▶ _Assignment_
Count the lines in the material below that contain the word "blind" and give the number alone.

· · · · ·

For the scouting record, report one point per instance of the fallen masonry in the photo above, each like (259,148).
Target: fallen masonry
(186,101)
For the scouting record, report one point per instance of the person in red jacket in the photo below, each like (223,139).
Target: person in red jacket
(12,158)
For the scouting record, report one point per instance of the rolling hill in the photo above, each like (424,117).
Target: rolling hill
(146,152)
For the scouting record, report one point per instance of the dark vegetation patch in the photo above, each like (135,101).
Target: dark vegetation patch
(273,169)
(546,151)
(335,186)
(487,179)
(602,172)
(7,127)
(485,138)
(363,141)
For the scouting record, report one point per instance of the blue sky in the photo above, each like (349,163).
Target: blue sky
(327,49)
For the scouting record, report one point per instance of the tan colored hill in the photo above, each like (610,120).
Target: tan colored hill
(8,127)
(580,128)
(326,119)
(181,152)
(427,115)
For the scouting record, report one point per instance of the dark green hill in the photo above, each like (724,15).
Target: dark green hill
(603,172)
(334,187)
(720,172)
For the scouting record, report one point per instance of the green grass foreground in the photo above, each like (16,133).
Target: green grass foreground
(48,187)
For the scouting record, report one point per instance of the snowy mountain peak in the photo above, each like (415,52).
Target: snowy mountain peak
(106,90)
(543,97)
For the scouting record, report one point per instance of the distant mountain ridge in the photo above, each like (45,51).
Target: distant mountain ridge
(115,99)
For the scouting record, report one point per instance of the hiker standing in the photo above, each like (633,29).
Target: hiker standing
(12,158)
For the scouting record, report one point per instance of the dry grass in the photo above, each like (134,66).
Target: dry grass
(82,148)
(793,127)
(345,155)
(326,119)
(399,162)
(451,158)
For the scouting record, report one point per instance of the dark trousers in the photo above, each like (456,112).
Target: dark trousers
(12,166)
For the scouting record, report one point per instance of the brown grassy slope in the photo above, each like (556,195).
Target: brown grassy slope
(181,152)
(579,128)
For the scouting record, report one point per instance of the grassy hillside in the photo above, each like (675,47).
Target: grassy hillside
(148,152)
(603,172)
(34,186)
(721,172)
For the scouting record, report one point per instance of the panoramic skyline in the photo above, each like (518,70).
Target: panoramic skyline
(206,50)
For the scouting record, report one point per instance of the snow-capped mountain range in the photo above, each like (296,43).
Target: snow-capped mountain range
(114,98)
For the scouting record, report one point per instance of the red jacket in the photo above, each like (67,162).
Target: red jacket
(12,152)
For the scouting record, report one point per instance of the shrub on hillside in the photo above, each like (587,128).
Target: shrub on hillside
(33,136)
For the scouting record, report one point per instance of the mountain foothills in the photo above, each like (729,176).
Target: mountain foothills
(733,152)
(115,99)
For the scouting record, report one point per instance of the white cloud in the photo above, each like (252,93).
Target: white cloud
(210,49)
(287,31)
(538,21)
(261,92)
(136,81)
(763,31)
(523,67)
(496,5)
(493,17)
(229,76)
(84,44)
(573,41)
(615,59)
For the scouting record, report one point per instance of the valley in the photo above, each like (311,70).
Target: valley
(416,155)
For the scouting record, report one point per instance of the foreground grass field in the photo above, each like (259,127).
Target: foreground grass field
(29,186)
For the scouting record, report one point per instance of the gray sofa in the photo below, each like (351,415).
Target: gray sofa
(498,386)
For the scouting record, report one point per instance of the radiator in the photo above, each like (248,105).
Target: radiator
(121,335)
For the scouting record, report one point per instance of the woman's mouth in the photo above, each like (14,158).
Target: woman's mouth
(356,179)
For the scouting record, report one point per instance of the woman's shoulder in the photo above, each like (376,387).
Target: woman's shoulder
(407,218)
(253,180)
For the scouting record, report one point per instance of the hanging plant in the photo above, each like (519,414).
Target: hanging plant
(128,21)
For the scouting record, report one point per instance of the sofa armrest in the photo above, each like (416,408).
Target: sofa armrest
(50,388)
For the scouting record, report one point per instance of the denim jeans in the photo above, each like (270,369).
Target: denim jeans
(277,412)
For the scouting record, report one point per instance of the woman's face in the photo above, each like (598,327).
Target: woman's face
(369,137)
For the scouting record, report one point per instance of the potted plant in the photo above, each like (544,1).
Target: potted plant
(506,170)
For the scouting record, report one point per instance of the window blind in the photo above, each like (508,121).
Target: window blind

· · · · ·

▶ _Task solution_
2